Document segment
▬▬▬▬▬▬
Tuesday, October 28, 2003

ah...wtf!

i have been talking to A. a seriously depressed young woman. yet i don't get depressed because of that. instead, she shown me the side of life no one have ever shown me. all along, ever time i feel sad or down or depressed, people try to help me by bringing me back to the light of this fantasy. yes. i do feel better. for a while. A brought me back to reality. something that is really happening. she did not fool me into believing that the world is all well again, that everything is gonna be ok. in fact, she helped greatly by letting me know that the world is NOT going to be ok and everything is NOT going to be alright. yes. it is through this fact that i will learn and i will grow. at least for now, i learnt how to stop pleasing people and start ignoring how others look at me.
▬▬▬▬▬▬
Labeled contour entries
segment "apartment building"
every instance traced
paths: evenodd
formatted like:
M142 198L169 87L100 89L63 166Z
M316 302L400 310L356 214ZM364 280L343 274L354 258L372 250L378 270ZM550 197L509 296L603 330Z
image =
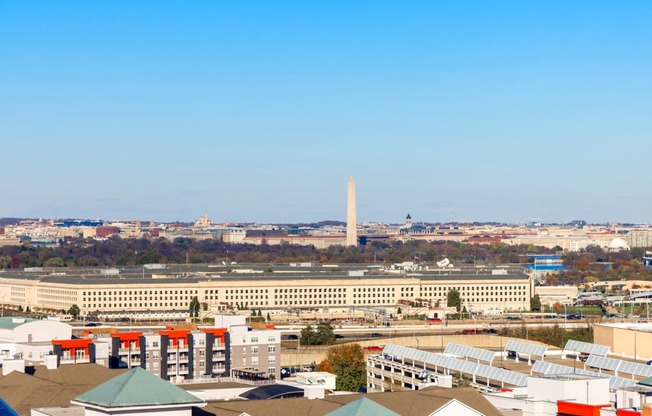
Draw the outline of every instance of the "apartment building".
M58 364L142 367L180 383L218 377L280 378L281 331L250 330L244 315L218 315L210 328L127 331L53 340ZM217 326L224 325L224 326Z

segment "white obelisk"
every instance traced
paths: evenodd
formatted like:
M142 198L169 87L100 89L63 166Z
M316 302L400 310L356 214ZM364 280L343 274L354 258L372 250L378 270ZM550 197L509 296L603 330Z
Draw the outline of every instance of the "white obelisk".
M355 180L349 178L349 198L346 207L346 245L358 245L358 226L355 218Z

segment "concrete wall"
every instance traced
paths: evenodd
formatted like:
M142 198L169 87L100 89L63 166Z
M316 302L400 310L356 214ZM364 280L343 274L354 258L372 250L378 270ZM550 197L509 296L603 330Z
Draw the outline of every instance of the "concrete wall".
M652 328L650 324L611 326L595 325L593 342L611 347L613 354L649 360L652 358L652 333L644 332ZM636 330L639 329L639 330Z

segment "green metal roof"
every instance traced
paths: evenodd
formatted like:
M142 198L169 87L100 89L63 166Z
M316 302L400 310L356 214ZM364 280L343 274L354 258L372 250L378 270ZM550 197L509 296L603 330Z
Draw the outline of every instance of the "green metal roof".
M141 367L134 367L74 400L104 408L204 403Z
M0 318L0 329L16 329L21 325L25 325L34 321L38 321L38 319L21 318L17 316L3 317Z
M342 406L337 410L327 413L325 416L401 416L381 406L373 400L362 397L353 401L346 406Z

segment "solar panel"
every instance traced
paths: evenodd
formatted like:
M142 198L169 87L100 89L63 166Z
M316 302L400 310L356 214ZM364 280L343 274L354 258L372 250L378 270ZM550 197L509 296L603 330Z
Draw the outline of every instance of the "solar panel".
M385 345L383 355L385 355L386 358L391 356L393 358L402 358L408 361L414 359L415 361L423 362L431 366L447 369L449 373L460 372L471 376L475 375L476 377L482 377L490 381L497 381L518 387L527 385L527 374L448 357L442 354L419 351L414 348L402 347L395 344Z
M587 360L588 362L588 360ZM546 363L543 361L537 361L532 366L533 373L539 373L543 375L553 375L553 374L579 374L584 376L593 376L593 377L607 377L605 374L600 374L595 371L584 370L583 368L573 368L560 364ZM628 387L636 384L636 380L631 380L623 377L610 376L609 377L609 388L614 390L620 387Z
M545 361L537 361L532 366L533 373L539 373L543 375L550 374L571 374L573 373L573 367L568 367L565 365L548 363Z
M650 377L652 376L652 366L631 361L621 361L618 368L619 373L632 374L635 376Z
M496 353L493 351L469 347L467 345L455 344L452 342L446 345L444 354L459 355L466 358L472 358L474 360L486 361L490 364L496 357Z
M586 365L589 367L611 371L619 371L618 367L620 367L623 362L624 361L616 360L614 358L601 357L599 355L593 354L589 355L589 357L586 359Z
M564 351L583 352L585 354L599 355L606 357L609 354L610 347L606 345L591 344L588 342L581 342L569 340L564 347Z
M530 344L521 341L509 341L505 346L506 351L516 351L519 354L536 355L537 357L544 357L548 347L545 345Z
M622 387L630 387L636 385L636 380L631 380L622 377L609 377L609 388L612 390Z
▬▬▬▬▬▬
Short problem 1
Answer these questions about the October 2003 blog post:
(a) What day and date head the post?
(b) How does the writer describe A?
(c) What does the writer say they learned, at least for now?
Short problem 2
Write what comes next in the October 2003 blog post about A, starting right after its last sentence.

Task result 1
(a) Tuesday, October 28, 2003.
(b) As a seriously depressed young woman.
(c) How to stop pleasing people and start ignoring how others look at them.

Task result 2
for once, i feel really comfortable talking to somebody. just talking. it is not as if i know A very well or she understands me. her thinking is very much similar to mine. to put it bluntly, we are equally weird. i did felt comfortable in confiding in others before but i have trouble in communications with them. so what's the use of me confiding in those people when i know very well that there's nothing they can help but just judge me? what's the use of sharing your problem with others? there's nothign they can help. trust me. nothing. i've decided to stop having the illusion that sharing my problem helps.(in fact, i got no one to share my problems with). what most people can do is just to pretend to listen (or maybe they really listen, but so?) and judge you. i don't want to be seen as weak. i want to be strong.

it's not easy to find people who is and enjoy being a lone ranger. we work and live alone though we do have company physically.

and btw, i was amazed when i began to look at some issues from another side of the story. something that i have never ever think about. for many times, i have only look at things from a reasonable point of view. however, last night , i found out there's another reasonable side of story in the most absurb side of the story. sounds complicating? try understanding someone with post natal depression. you get what i mean.

and i can feel my spirit lifted higher as the days go by.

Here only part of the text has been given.